Given information:
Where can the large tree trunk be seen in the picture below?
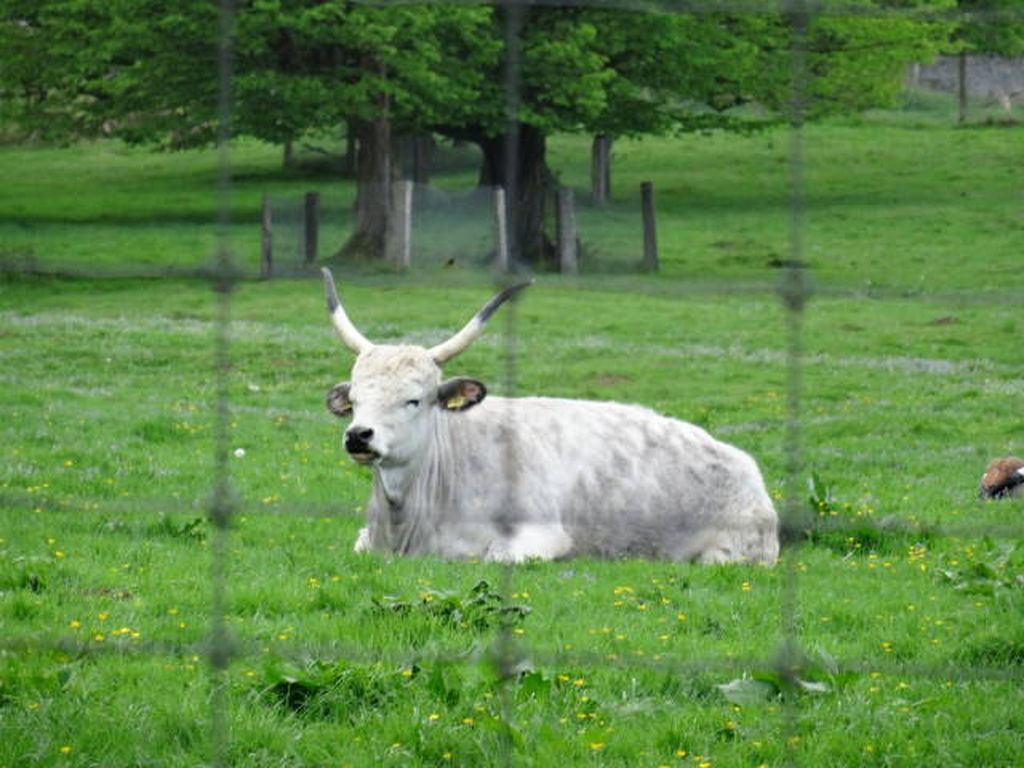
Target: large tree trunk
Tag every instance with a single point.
(517, 161)
(373, 197)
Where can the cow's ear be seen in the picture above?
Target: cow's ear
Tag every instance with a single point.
(460, 394)
(337, 400)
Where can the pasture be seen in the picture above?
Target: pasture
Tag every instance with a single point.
(891, 633)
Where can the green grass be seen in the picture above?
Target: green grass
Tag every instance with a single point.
(907, 612)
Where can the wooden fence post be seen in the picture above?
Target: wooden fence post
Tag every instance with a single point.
(501, 230)
(265, 240)
(401, 238)
(311, 226)
(600, 170)
(567, 261)
(650, 262)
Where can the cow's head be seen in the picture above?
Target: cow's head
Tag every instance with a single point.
(394, 391)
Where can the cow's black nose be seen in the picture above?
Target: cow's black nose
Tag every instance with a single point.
(357, 439)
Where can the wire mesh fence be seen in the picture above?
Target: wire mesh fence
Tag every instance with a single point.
(371, 630)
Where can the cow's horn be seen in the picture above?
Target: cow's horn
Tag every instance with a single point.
(449, 349)
(352, 338)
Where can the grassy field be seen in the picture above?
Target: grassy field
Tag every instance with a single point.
(907, 614)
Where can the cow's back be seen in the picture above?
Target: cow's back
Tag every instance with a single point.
(620, 479)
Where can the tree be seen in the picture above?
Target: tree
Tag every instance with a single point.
(504, 77)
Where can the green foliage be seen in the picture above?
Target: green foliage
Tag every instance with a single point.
(481, 608)
(909, 647)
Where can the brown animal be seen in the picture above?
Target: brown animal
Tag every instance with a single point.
(1004, 477)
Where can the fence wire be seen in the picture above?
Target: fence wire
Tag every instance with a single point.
(793, 291)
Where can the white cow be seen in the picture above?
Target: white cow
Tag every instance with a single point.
(461, 475)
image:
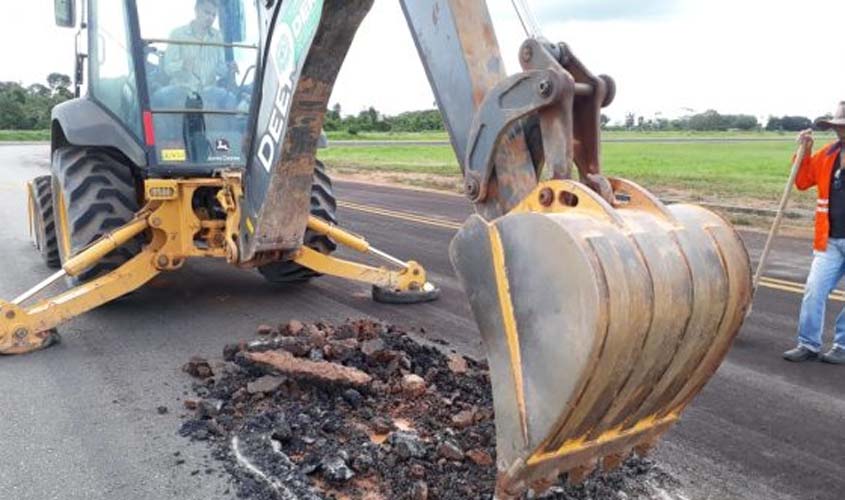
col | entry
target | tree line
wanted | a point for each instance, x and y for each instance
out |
(371, 120)
(712, 120)
(28, 108)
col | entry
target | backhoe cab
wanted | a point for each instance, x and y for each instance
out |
(603, 312)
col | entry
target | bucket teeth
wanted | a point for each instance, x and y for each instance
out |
(613, 461)
(600, 323)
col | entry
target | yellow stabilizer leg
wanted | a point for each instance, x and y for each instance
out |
(406, 285)
(25, 329)
(173, 224)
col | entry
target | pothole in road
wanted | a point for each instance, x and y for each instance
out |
(364, 411)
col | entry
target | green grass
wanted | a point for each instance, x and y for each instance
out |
(24, 135)
(739, 173)
(612, 134)
(342, 135)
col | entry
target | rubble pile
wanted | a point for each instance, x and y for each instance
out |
(361, 411)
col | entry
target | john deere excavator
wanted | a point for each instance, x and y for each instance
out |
(603, 312)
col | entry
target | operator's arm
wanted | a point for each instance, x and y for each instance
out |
(174, 59)
(806, 177)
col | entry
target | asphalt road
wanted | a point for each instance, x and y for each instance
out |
(649, 140)
(79, 421)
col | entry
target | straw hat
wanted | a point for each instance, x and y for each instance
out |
(838, 119)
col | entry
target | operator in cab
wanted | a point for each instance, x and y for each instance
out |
(824, 170)
(199, 67)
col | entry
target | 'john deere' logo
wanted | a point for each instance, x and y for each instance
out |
(283, 51)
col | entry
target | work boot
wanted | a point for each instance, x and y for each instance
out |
(799, 354)
(835, 356)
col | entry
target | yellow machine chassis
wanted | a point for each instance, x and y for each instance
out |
(176, 232)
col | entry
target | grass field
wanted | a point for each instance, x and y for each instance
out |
(24, 135)
(611, 134)
(738, 173)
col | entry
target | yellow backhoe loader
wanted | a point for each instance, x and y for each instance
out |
(603, 312)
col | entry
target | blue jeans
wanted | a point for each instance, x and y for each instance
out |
(827, 269)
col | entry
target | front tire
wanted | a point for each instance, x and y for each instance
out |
(94, 192)
(324, 206)
(42, 221)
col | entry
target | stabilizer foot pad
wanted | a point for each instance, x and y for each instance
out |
(33, 343)
(390, 296)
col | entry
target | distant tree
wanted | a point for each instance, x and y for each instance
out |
(789, 123)
(827, 116)
(58, 81)
(38, 90)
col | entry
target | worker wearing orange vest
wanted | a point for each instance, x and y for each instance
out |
(824, 170)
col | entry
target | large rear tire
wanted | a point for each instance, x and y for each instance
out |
(43, 226)
(324, 206)
(94, 192)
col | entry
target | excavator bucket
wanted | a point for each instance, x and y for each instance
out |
(600, 322)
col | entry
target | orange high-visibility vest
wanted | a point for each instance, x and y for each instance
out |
(816, 170)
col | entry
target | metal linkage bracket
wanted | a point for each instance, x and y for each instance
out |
(566, 99)
(511, 100)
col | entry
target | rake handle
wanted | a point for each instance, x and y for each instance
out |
(787, 191)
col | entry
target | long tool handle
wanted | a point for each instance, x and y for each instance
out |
(787, 191)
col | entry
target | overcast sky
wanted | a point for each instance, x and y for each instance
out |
(667, 56)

What you need to do: The material above is to be set down exactly, with pictures removed.

Solution for this task:
Where can the large tree trunk be seen in the picture below?
Target: large tree trunk
Tag every instance with a single point.
(517, 161)
(373, 197)
Where can the cow's ear be seen in the picture above?
Target: cow's ear
Tag every instance with a single point.
(460, 394)
(337, 400)
Where can the pasture be seen in the picture above?
Target: pasture
Tag every instance with a single point.
(891, 633)
Where can the green grass be seen in the picture above?
Target: green grass
Tag every instance with a single point.
(907, 612)
Where can the wooden fence post be seen in the picture above?
Target: wooden fence post
Tag every instance with a single point.
(501, 230)
(265, 240)
(401, 238)
(311, 226)
(600, 170)
(567, 261)
(650, 262)
Where can the cow's head be seen in the picture above?
Target: cow's head
Tag every instance with a single point.
(394, 391)
Where can the cow's black nose be seen in the picture above?
Target: cow's black nose
Tag every instance with a single point.
(357, 439)
Where can the wire mesh fence be seen in the picture above?
Target: wire mesh fence
Tag every instance with a single point.
(371, 630)
Where can the cow's horn be seen in the picture above?
Target: cow's horn
Tag every instance with a single point.
(449, 349)
(352, 338)
Where can the grassy field be seen in the picture above?
Target: grassy field
Tag every instance with a single point.
(907, 614)
Where can the cow's back be seen in the picture above?
Target: cow's back
Tag every instance with a single point.
(620, 479)
Where can the tree be seen in the picture above?
Target: tree
Tag every instance with a single point.
(504, 77)
Where can the green foliage be seen in the picture above?
Target: green foliage
Tag every instance with a single point.
(481, 608)
(909, 647)
Where can the brown animal be seen in the picture above?
Target: brown animal
Tag every instance with a single point.
(1004, 477)
Where can the fence wire be seen in the picture above?
Target: fence wire
Tag every instance with a single point.
(793, 291)
Where can the white cow be seen in the picture above?
Target: white cow
Tag every instance with a single point.
(461, 475)
image:
col | entry
target | tree line
wanted | a point for each instance, x and y for each instance
out |
(371, 120)
(712, 120)
(28, 108)
col | entry
target | backhoe cab
wanted | a point for each instance, x and y for each instance
out |
(603, 312)
col | entry
target | bucket teeth
wanted | a point for each instance, x and y for each instance
out |
(613, 461)
(600, 323)
col | entry
target | yellow stabilizer leg
wanted | a point for each instance, x and y for each instance
out |
(406, 285)
(25, 329)
(173, 224)
col | entry
target | pothole in road
wanted | a point for each instance, x and y for each instance
out |
(364, 411)
col | entry
target | green grass
wanted | a point for each instance, x and y for each instance
out |
(24, 135)
(739, 173)
(612, 134)
(342, 135)
col | entry
target | rubble pile
wanted | a point for each instance, x and y for each instance
out |
(361, 411)
col | entry
target | john deere excavator
wanted | a point for each instance, x and y for each instance
out |
(603, 312)
col | entry
target | operator's arm
wanted | a point for each instance, x and y for each instance
out |
(174, 59)
(806, 177)
col | entry
target | asphalt road
wanted | a point for each instance, x and y for each instance
out |
(649, 140)
(79, 421)
col | entry
target | straw hat
wanted | a point for each instance, x and y for each instance
out |
(838, 119)
col | entry
target | operator in cab
wanted | a point for each instance, x and y for each instance
out |
(824, 170)
(199, 67)
col | entry
target | 'john deere' logo
wanted | a point for each instance, x and y for each instance
out |
(283, 51)
col | entry
target | work boot
wanted | a point for each instance, x and y for each instance
out |
(799, 354)
(835, 356)
col | entry
target | yellow machine chassis
wanted | a point for each instance, x and y for each instance
out |
(176, 232)
col | entry
target | grass field
wanted | a point for each instance, x and y for each instance
out |
(24, 135)
(611, 134)
(738, 173)
col | entry
target | yellow backhoe loader
wanted | a point for each instance, x and y for each instance
out |
(603, 312)
col | entry
target | blue jeans
wanted | a point for each instance, x and y for each instance
out |
(827, 269)
col | entry
target | front tire
wanted | a point for each instance, x and y for each instance
out |
(94, 192)
(324, 206)
(42, 221)
col | entry
target | stabilizer foot pad
wanted | a point for each instance, x and y for each instance
out |
(33, 343)
(390, 296)
col | entry
target | distant tree
wanted | a point for each instance, x and y for each instance
out |
(789, 123)
(827, 116)
(58, 81)
(38, 90)
col | entry
target | worker wearing orange vest
wanted | a point for each instance, x and y for each instance
out |
(824, 170)
col | entry
target | large rear tire
wanted | a point for each instance, x and y for each instance
out |
(43, 226)
(324, 206)
(94, 192)
col | entry
target | excavator bucket
wanted | a point for each instance, x and y for each instance
out |
(600, 322)
col | entry
target | orange high-visibility vest
wanted | a point for each instance, x and y for each instance
out |
(816, 170)
col | entry
target | metal linkage bracket
wanted | a point for each instance, x and y for each instance
out |
(566, 99)
(511, 100)
col | entry
target | rake handle
wanted | a point for each instance, x and y for each instance
out |
(787, 191)
col | entry
target | long tool handle
wanted | a point for each instance, x and y for each instance
out |
(787, 191)
col | entry
target | overcast sky
wanted | a point for each instance, x and y for each instance
out |
(667, 56)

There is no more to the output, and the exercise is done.